## Set exercise
Can you rewrite all of the rows below, swapping every "segmenter" for "annotator" and leaving everything else unchanged?

---- Data for this task

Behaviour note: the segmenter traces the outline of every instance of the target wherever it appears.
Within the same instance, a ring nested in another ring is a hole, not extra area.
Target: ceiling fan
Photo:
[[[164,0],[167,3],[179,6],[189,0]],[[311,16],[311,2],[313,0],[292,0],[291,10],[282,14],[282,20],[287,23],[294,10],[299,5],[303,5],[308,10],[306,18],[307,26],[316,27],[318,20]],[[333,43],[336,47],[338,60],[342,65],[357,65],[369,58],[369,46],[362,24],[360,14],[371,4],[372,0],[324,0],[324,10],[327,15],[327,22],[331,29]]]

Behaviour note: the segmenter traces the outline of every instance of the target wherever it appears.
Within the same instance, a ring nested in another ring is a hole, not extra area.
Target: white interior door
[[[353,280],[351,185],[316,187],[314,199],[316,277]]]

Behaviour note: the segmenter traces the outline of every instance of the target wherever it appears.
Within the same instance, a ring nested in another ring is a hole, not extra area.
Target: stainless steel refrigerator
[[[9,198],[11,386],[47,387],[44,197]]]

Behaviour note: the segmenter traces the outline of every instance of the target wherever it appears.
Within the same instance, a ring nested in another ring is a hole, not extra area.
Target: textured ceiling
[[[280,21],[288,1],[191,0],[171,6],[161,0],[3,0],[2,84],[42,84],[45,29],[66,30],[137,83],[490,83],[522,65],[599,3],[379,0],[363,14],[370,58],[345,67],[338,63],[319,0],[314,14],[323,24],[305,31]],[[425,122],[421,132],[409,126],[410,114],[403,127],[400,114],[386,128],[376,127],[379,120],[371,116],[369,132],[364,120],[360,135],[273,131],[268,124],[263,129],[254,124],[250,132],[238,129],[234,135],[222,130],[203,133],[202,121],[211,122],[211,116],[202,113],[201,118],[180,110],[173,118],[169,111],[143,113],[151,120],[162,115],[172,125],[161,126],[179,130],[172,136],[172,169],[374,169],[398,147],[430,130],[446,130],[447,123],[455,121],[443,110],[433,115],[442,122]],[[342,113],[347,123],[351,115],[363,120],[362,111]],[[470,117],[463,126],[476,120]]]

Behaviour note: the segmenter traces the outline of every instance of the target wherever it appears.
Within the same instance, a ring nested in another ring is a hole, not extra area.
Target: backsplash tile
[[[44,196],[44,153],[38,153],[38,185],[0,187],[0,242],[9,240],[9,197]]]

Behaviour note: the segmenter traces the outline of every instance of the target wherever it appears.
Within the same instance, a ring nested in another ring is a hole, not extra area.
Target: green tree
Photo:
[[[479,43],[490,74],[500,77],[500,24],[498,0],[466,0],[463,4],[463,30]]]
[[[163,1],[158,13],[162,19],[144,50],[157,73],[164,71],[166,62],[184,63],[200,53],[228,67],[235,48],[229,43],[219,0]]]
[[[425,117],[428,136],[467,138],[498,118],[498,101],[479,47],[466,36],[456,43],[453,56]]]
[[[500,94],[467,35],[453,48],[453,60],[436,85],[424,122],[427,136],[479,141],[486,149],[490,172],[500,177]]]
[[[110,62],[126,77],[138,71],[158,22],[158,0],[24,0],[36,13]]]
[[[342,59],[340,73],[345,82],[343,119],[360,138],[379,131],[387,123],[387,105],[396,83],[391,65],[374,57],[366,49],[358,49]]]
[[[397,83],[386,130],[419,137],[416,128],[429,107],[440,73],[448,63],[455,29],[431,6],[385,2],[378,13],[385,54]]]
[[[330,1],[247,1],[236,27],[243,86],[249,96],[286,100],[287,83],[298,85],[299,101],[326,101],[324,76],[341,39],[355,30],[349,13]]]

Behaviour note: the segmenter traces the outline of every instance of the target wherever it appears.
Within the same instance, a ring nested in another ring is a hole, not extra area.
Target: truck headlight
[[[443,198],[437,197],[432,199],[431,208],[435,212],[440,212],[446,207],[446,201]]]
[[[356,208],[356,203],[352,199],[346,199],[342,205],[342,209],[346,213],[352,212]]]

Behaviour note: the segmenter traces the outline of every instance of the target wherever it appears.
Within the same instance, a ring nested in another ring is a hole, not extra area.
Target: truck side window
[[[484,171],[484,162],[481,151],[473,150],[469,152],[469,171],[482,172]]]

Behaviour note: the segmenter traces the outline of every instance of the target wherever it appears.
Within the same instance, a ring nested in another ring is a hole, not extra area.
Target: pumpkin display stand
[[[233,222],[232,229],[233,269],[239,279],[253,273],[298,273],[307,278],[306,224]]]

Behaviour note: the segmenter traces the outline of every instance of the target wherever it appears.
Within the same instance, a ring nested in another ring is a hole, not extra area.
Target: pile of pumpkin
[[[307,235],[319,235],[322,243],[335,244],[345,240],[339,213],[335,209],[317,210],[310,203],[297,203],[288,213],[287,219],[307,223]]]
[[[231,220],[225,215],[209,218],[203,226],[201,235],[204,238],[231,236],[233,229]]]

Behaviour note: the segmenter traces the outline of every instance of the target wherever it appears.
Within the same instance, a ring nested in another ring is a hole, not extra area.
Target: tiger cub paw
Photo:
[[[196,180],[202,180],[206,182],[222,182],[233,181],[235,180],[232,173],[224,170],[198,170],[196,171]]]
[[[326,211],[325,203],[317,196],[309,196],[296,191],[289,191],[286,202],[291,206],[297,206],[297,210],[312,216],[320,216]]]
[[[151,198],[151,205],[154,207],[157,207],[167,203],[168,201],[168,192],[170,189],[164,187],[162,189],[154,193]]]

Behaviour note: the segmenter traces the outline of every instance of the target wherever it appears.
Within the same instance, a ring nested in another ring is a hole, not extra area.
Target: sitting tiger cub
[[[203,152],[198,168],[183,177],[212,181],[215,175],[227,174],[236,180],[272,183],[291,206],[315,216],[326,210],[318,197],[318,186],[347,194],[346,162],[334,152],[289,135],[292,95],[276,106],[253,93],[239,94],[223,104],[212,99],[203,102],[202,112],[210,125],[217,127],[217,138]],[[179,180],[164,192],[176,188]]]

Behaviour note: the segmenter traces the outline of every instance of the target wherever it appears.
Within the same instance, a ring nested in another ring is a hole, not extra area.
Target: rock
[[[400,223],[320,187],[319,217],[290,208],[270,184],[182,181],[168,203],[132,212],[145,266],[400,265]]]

--------

## Solved problem
Behaviour note: the annotator traces the outline of every instance of the target wherever it appears.
Within the same instance, a ring nested in another ring is a hole, not extra area.
Target: ceiling fan
Photo:
[[[164,0],[167,3],[179,6],[189,0]],[[311,16],[311,2],[313,0],[292,0],[291,10],[282,14],[282,20],[287,23],[294,10],[299,5],[303,5],[308,10],[306,18],[307,26],[316,27],[318,20]],[[333,43],[336,47],[338,60],[342,65],[357,65],[369,58],[369,46],[362,24],[360,14],[371,4],[372,0],[324,0],[324,10],[327,15],[327,22],[331,29]]]

Behaviour note: the annotator traces the outline of every instance of the target wherever it appears.
Within the same instance, a ring nested in another ring is a hole, not extra area.
Target: white interior door
[[[353,280],[351,185],[316,187],[314,199],[316,277]]]

Behaviour note: the annotator traces the outline of every instance of the target wherever it appears.
Within the same instance, a ring nested in another ring is a hole, not extra area.
Target: stainless steel refrigerator
[[[9,198],[11,386],[47,387],[44,197]]]

Behaviour note: the annotator traces the outline of every instance of the target wherever it appears.
Within the same instance, a ring nested in another ring is a hole, not extra area.
Target: textured ceiling
[[[280,21],[288,1],[191,0],[171,6],[161,0],[3,0],[2,84],[42,84],[45,29],[66,30],[137,83],[490,83],[522,65],[599,3],[379,0],[363,14],[370,58],[345,67],[338,63],[319,0],[314,14],[323,24],[305,31]],[[425,122],[421,132],[409,126],[410,114],[403,127],[400,114],[386,128],[376,127],[379,120],[371,116],[369,132],[364,120],[360,135],[273,131],[268,124],[263,129],[254,124],[250,132],[238,129],[234,135],[222,130],[203,133],[202,121],[211,122],[211,116],[202,113],[201,118],[180,110],[173,118],[169,111],[143,113],[151,120],[162,115],[172,125],[161,126],[179,130],[172,136],[172,169],[374,169],[398,147],[430,130],[446,130],[447,123],[455,121],[443,110],[433,115],[442,122]],[[342,113],[347,123],[351,115],[363,120],[362,111]],[[470,117],[463,126],[476,120]]]

Behaviour note: the annotator traces the outline of every instance of the target wherever it appears.
Within the same instance, a ring nested in another ring is a hole, not extra area.
Target: backsplash tile
[[[44,196],[44,153],[38,153],[38,185],[0,187],[0,242],[9,240],[9,197]]]

Behaviour note: the annotator traces the outline of every instance of the target wherever it appears.
Within the same instance, a ring nested in another ring is a hole, not extra area.
Target: green tree
Photo:
[[[479,43],[490,74],[500,77],[500,24],[498,0],[466,0],[463,4],[463,30]]]
[[[163,1],[158,13],[162,19],[144,50],[157,73],[164,71],[166,62],[184,63],[200,53],[228,67],[235,48],[229,43],[219,0]]]
[[[425,117],[428,136],[467,138],[498,118],[498,101],[479,47],[466,36],[456,43],[453,56]]]
[[[500,94],[467,35],[453,48],[453,60],[436,85],[424,122],[427,136],[479,141],[486,149],[490,172],[500,177]]]
[[[110,62],[126,77],[138,71],[158,22],[158,0],[24,0],[36,13]]]
[[[342,59],[340,73],[345,82],[343,119],[360,138],[379,131],[387,123],[387,105],[396,83],[391,65],[374,57],[366,49],[358,49]]]
[[[397,83],[386,130],[419,137],[416,128],[429,107],[440,73],[448,63],[455,29],[431,6],[385,2],[378,13],[385,54]]]
[[[330,1],[247,1],[236,27],[243,86],[249,96],[286,100],[287,83],[298,85],[299,101],[326,101],[324,76],[341,39],[355,30],[349,13]]]

Behaviour note: the annotator traces the outline of every instance of the target wherever it appears.
Within the same instance, a ring nested in another ring is a hole, not extra area.
Target: truck headlight
[[[443,198],[437,197],[432,199],[431,208],[435,212],[440,212],[446,207],[446,201]]]
[[[356,208],[356,203],[352,199],[346,199],[342,205],[342,209],[346,213],[352,212]]]

Behaviour note: the annotator traces the outline of every instance of the target wherever it appears.
Within the same instance, a ring nested in another ring is a hole, not extra area.
Target: truck side window
[[[484,171],[484,162],[481,151],[473,150],[469,152],[469,171],[482,172]]]

Behaviour note: the annotator traces the outline of every instance of the target wherever it appears.
Within the same instance, a ring nested in another ring is a hole, not extra area.
Target: pumpkin display stand
[[[233,222],[232,229],[233,269],[239,279],[253,273],[298,273],[307,278],[306,224]]]

Behaviour note: the annotator traces the outline of every instance of the target wherever it appears.
Within the same instance, a ring nested in another ring is a hole, not extra area.
Target: pile of pumpkin
[[[307,235],[319,235],[322,243],[335,244],[345,240],[339,213],[335,209],[317,210],[310,203],[297,203],[288,213],[287,219],[307,223]]]
[[[231,220],[225,215],[209,218],[203,226],[201,235],[204,238],[231,236],[233,229]]]

Behaviour note: the annotator traces the outline of every instance of the target wherever it appears.
Within the same instance, a ring nested in another ring is a hole, not extra area.
Target: tiger cub paw
Photo:
[[[196,180],[202,180],[206,182],[222,182],[233,181],[235,180],[232,173],[224,170],[198,170],[196,171]]]
[[[326,211],[325,203],[317,196],[309,196],[296,191],[289,191],[286,202],[291,206],[297,206],[297,210],[312,216],[320,216]]]
[[[151,198],[151,205],[154,207],[157,207],[167,203],[168,201],[168,192],[170,189],[164,187],[162,189],[154,193]]]

Behaviour note: the annotator traces the outline of every instance of the target wherever it appears.
Within the same instance, a ring nested in another ring is a hole, not extra area.
Target: sitting tiger cub
[[[203,152],[198,168],[183,177],[212,181],[215,175],[227,174],[236,180],[272,183],[291,206],[315,216],[326,210],[318,197],[318,186],[347,194],[346,162],[334,152],[289,135],[292,95],[276,106],[253,93],[239,94],[223,104],[212,99],[203,102],[202,112],[210,125],[217,127],[217,138]],[[179,180],[164,192],[176,188]]]

Behaviour note: the annotator traces the outline of every instance of the target wherever it appears.
Within the same instance, a ring nested in another ring is a hole, not extra area.
Target: rock
[[[400,223],[320,187],[319,217],[290,208],[270,184],[182,181],[168,203],[132,212],[145,266],[400,265]]]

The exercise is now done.